# [Supplied data]

_ _ _ _ _

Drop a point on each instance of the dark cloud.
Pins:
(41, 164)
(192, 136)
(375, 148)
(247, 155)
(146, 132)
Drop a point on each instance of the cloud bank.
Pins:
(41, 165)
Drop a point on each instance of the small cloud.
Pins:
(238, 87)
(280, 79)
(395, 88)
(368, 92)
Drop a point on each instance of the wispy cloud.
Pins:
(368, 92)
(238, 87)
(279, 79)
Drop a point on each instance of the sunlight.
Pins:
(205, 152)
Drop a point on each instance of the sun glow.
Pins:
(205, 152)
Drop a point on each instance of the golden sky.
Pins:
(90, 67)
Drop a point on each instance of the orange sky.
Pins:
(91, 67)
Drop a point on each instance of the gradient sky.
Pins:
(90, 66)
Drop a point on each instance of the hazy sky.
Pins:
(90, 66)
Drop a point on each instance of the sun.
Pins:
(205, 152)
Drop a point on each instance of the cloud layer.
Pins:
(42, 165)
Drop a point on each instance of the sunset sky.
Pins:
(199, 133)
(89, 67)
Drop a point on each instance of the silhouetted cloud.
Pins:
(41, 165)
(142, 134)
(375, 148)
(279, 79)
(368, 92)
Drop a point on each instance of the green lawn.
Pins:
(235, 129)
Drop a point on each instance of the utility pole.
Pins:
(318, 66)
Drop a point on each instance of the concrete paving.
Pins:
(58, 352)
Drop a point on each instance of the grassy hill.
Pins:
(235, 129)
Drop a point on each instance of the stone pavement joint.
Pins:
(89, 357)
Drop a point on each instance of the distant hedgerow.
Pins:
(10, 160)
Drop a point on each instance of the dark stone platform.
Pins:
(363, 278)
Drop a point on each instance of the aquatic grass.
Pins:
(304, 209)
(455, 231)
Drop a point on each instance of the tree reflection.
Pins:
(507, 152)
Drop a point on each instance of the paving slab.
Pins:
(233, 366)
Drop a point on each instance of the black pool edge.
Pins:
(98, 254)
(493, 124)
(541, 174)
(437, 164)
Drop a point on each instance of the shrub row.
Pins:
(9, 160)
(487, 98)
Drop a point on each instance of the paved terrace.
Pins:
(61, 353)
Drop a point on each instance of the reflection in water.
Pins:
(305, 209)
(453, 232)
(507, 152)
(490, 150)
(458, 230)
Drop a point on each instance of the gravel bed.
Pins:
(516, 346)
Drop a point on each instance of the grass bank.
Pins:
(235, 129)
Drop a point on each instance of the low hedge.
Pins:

_ _ _ _ _

# [Task item]
In the listing above, show every line with the word "reflection".

# [Completed task]
Drop a point on each instance of the tree reflection.
Drop a point on each instance of the reflection in water.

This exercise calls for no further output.